Back in Greenville, when much of my free time at home was spent in the back yard studying nature ala Thoreau and looking for tiny interesting things to photograph, I considered that special place to be my studio. Apparently since jumping into the painting wedge of the art circle in Wilmington, I have abandoned the concept of anything other than an actual room to be a studio. During the past week, my gallery and I hosted a plein air event. For strictly plein air painters who paint nature in nature, the outside world where most of their painting is done is their primary studio.
I have not been posting to this blog because I don't paint much, and I had in mind it would be about painting. However, I consider painting to be a frustrating task put upon me by other people who expect me to paint. And I am not into show and tell. Some folks I know, many of whom are or have been art/painting teachers, immediately want to give feedback or correction upon glancing at an image of some sort, of anyone's, when they are not asked. As I am an emotionally secure person, I endure it kindly when I am the recipient of their knowledge, but it has taught me to appreciate and validate where other people are on their journey. After all, doing arty things should be therapeutic and pleasurable. It isn't life or death.

WHAT TO DO:
1. In the blog post about studios and painting, what did the writer consider to be a studio back in Greenville?
2. Write the next part of the blog post about studios and painting, starting after its last sentence.

DATA EXTRACT:
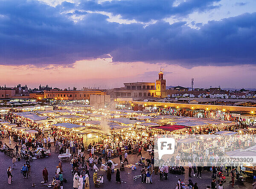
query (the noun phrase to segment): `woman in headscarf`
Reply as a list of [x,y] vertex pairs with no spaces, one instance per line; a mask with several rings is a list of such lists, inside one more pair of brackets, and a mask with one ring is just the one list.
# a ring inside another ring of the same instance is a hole
[[111,180],[111,169],[109,167],[107,168],[107,178],[109,181]]
[[84,189],[90,189],[90,183],[89,182],[89,176],[88,174],[85,174],[85,178],[84,179]]
[[76,173],[73,177],[73,188],[75,189],[77,189],[77,188],[78,188],[79,179],[79,177],[77,174],[77,173]]
[[119,183],[121,184],[121,179],[120,178],[120,172],[118,169],[116,170],[116,182]]
[[84,186],[84,179],[83,178],[83,177],[82,176],[81,174],[80,176],[79,182],[78,189],[83,189],[83,186]]

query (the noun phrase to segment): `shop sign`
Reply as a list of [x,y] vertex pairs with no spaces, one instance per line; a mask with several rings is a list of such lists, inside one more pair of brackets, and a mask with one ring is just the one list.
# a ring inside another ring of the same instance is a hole
[[239,117],[240,116],[240,114],[239,113],[231,113],[232,117]]
[[241,116],[241,119],[249,119],[256,120],[256,117],[252,117],[250,116]]

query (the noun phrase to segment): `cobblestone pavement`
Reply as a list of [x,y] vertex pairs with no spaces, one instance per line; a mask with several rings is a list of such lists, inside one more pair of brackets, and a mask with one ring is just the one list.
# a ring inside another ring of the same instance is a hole
[[[5,142],[4,140],[3,142]],[[7,141],[6,141],[7,142]],[[7,143],[7,142],[6,142]],[[8,144],[8,143],[7,143]],[[15,144],[11,145],[14,147]],[[52,151],[53,148],[52,148]],[[25,163],[24,160],[21,160],[21,161],[17,161],[17,166],[12,171],[13,181],[12,185],[8,184],[7,169],[9,166],[12,166],[12,158],[5,154],[3,152],[0,152],[0,178],[2,181],[2,184],[0,186],[0,189],[33,189],[33,188],[47,188],[46,186],[42,186],[41,182],[43,180],[42,175],[42,171],[45,167],[47,168],[49,174],[49,180],[52,180],[52,178],[54,176],[56,171],[56,166],[58,163],[58,154],[53,152],[51,155],[45,158],[35,160],[31,163],[31,177],[28,179],[24,179],[22,174],[20,173],[20,168],[22,165]],[[146,152],[143,152],[143,156],[147,157],[148,154]],[[88,154],[86,154],[86,157],[88,157]],[[129,163],[135,163],[138,160],[138,157],[136,154],[129,154],[128,160]],[[119,158],[116,157],[113,158],[113,161],[118,163],[117,167],[119,167]],[[103,160],[103,162],[105,160]],[[62,163],[63,176],[66,178],[67,182],[64,183],[64,188],[73,189],[73,175],[71,172],[71,164],[70,162],[64,162]],[[187,170],[186,170],[185,175],[177,175],[175,174],[169,174],[169,177],[167,180],[160,180],[159,174],[155,175],[153,174],[152,177],[153,183],[147,184],[142,183],[141,179],[139,178],[137,180],[133,179],[134,175],[140,174],[140,167],[137,166],[136,170],[131,170],[131,169],[125,168],[124,171],[121,171],[121,178],[122,182],[121,184],[116,183],[115,183],[115,172],[112,174],[112,180],[111,181],[108,181],[107,180],[106,174],[104,171],[100,171],[99,174],[104,174],[104,183],[99,186],[99,188],[111,188],[114,187],[115,189],[123,188],[170,188],[175,189],[176,184],[179,178],[181,180],[185,181],[185,183],[188,183],[188,177],[187,175]],[[93,171],[90,171],[90,174],[91,176],[93,175]],[[211,178],[211,173],[206,173],[203,172],[202,173],[202,178],[197,178],[196,177],[192,178],[193,183],[198,182],[199,189],[205,189],[207,186],[210,186],[212,181]],[[227,182],[224,183],[224,189],[232,188],[230,181],[230,177],[227,177]],[[237,184],[235,186],[236,188],[241,189],[251,189],[252,188],[251,180],[248,178],[247,181],[245,183],[244,186],[241,186]],[[33,183],[36,185],[35,187],[32,186]],[[92,177],[90,178],[90,188],[94,188],[93,184]]]

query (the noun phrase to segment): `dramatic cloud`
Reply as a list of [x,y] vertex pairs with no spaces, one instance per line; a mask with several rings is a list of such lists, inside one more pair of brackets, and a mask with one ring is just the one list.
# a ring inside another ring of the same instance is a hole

SOLVED TASKS:
1. The back yard, where the writer studied nature and looked for tiny interesting things to photograph.

2.
So back to square one. Rather than neglecting this blog, I will use it to post something, anything, that I may see in the greater studio of my little world, especially around the Cape Fear River, for as long as I am here in the gallery. Seems like when I go out, there is always something interesting!
Today along the river, a big cargo ship was either coming or going. I am curious about them, like where they are from, what they carry, if drugs are aboard, who works on the ship and what do they do, how it would be to travel on the high seas and then wind down a comparably narrow river to a port. The stories they could tell!